## Tasks
[a] List the workgroups that the article on Medicare quality measures says make up the Measure Applications Partnership.
[b] Answer these questions from the article on Medicare quality measures:
(i) How many quality measures is the CMS considering?
(ii) Who convened the Measure Applications Partnership?
(iii) Which workgroup holds the first meeting, and on what day?
[c] Extend the article on Medicare quality measures with a few sentences that pick up after its final line.

Healthcare leaders and experts are beginning a two-month process of scrutinizing and making recommendations on the 97 quality measures that the CMS is considering using for public reporting and payment initiatives next year.
These measures, little known to the public, influence not just the flow of billions of dollars in annual Medicare spending but also the way hospitals, nursing homes and other providers treat patients.
The Measure Applications Partnership, convened by the National Quality Forum and charged with overseeing this review process, consists of several workgroups, including hospitals, clinicians, post-acute and long-term care and dual-eligible beneficiaries. They consider quality measures specific to those providers, settings or populations and make recommendations to the CMS on prioritizing and aligning those measures.
The first meeting begins Thursday with the hospital workgroup. The clinician workgroup meets Dec. 12 and 13, the post-acute care and long-term care workgroup convenes Dec. 14 and 15, and the dual-eligible workgroup works through a coordinating committee.

## Excerpted records
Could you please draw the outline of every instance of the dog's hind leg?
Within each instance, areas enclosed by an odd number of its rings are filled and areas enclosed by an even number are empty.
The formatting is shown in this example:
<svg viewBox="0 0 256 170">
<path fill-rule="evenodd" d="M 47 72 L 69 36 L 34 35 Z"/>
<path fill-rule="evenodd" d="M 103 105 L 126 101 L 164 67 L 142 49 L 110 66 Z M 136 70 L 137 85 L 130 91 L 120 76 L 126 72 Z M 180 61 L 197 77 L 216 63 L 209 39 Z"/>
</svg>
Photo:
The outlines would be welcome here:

--

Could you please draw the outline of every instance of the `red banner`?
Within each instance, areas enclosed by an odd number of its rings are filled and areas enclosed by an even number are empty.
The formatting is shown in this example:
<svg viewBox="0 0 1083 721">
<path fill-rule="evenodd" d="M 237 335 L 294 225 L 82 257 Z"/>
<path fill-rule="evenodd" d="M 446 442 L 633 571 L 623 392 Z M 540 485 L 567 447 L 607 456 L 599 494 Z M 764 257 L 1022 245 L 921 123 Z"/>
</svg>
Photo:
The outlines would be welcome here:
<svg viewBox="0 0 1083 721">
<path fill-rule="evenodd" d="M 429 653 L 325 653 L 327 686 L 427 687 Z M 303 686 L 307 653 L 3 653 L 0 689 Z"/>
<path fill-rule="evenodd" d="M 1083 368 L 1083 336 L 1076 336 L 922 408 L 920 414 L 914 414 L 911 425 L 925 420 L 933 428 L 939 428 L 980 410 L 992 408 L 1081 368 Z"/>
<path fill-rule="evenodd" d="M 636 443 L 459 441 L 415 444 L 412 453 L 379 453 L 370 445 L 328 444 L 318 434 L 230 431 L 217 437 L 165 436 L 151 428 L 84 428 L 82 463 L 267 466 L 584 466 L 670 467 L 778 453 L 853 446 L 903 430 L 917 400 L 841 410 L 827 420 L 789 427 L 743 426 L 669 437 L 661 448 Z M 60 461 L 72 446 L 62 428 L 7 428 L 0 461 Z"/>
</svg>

## Task-by-task outputs
[a]
- Hospitals
- Clinicians
- Post-acute and long-term care
- Dual-eligible beneficiaries

[b]
(i) 97
(ii) The National Quality Forum
(iii) The hospital workgroup, on Thursday

[c]
The 97 measures that the CMS is considering, which run the gamut from unplanned hospital readmissions to alcohol use screenings, are used for a variety of purposes. When used for reporting requirements, they give providers feedback on the quality of their care. Those metrics are also used in the growing ratings platforms that CMS publishes, such as Hospital Compare, to provide patients with information to gauge the quality of facilities.
Medicare's quality payment initiatives, such as the Hospital Readmissions Reduction Program and the Medicare Access and CHIP Reauthorization Act, also use those metrics to determine how to pay hospitals and physicians on the basis of the quality, and not just the quantity, of services they provide to Medicare beneficiaries.
The workgroups consist of public and private stakeholders. Their job is to provide HHS with pre-rulemaking guidance that better coordinates various measures across different providers and populations.
The Measure Applications Partnership has until Feb. 1, 2017, to deliver its final recommendations to HHS.